> [WRITTEN EXERCISE 1] List every team that the prose paragraphs of the Aaron Hoey profile name as an opponent of a side Hoey played for.
> [WRITTEN EXERCISE 2] Duplicate a passage from the Aaron Hoey profile without changes, beginning at the words "Irish Gaelic footballer" and ending after the words "to Tralee IT.".
> [WRITTEN EXERCISE 3] Continue the Aaron Hoey profile, starting right after its final sentence.

> [TEXT SECTION]

--- Begin ---

Aaron Hoey

Personal information
- Native name: Aaron Ó hEochaidh (Irish)
- Born: 13 July 1977 (age 48) Knockbridge, County Louth
- Occupation: Garda
- Height: 5 ft 10 in (178 cm)

Sport
- Sport: Gaelic football
- Position: Full-back

Clubs
- Years: Club
- St Brides Naomh Moninne Knockbridge Hurling Club

Club titles
- Louth titles: 0
- Leinster titles: 0
- All-Ireland Titles: 0

Inter-county
- Years: County
- 1997-2013: Louth

Inter-county titles
- All-Irelands: 0
- NFL: 3

= Aaron Hoey =

Irish Gaelic footballer

Aaron Hoey is a retired Gaelic footballer and hurler from County Louth, Ireland. He played with Louth, St Brides and Knockbridge Hurling Club. He was part of the Louth team that played in the final of the Leinster Senior Football Championship in 2010 where he appeared as a sub, but were beaten in controversial circumstances by Meath.

Hoey was a member of the Garda College side that lost the Final of the 1998/99 Sigerson Cup to Tralee IT.

In 2002, Hoey scored 1–07 in the semi-final of the Louth Senior Football Championship against Dundalk Gaels, helping St Bride's to reach their first county senior final in almost sixty years. Mattock Rangers proved too strong in the final, as St Bride's lost out by three points despite Hoey contributing 0–10.

--- End ---

Location annotation dataset excerpts:
--- Begin ---

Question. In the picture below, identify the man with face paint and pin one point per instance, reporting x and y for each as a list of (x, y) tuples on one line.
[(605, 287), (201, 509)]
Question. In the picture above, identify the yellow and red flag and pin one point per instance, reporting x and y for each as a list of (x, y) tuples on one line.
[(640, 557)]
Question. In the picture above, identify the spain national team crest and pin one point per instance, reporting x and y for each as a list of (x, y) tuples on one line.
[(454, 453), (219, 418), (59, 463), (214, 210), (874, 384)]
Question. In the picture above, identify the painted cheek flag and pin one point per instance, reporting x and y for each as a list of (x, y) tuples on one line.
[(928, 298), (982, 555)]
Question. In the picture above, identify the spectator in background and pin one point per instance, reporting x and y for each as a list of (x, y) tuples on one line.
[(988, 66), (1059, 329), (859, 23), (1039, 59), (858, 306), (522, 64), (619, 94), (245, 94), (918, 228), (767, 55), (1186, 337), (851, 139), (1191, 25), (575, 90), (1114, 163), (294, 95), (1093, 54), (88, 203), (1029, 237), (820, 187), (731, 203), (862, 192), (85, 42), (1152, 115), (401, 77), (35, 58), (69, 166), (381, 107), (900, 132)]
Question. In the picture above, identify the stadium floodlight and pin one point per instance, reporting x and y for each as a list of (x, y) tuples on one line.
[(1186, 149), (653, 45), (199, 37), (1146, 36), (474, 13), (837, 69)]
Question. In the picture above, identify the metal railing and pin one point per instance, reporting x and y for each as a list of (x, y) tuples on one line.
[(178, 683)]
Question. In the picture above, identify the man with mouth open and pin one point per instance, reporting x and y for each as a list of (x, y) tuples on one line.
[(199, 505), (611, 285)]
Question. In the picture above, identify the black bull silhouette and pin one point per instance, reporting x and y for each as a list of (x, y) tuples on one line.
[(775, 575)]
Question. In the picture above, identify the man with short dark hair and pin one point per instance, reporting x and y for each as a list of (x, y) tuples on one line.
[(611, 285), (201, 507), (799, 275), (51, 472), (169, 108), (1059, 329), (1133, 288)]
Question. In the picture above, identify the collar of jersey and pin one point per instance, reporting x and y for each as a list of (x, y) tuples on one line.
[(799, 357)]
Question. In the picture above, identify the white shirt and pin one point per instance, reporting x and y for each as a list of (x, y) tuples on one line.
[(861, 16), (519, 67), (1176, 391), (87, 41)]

--- End ---

> [ANSWER 1] Meath, Tralee IT, Dundalk Gaels, Mattock Rangers

> [ANSWER 2]
Irish Gaelic footballer

Aaron Hoey is a retired Gaelic footballer and hurler from County Louth, Ireland. He played with Louth, St Brides and Knockbridge Hurling Club. He was part of the Louth team that played in the final of the Leinster Senior Football Championship in 2010 where he appeared as a sub, but were beaten in controversial circumstances by Meath.

Hoey was a member of the Garda College side that lost the Final of the 1998/99 Sigerson Cup to Tralee IT.

> [ANSWER 3]
At the age of 43, he appeared as a substitute in the final of the 2020 Louth Intermediate Football Championship, scoring 0–01 as St Bride's defeated Kilkerley Emmets.

In addition to his football achievements, Hoey won several Louth Senior Hurling Championship and League medals with Dundalk side Naomh Moninne and later Knockbridge Hurling Club.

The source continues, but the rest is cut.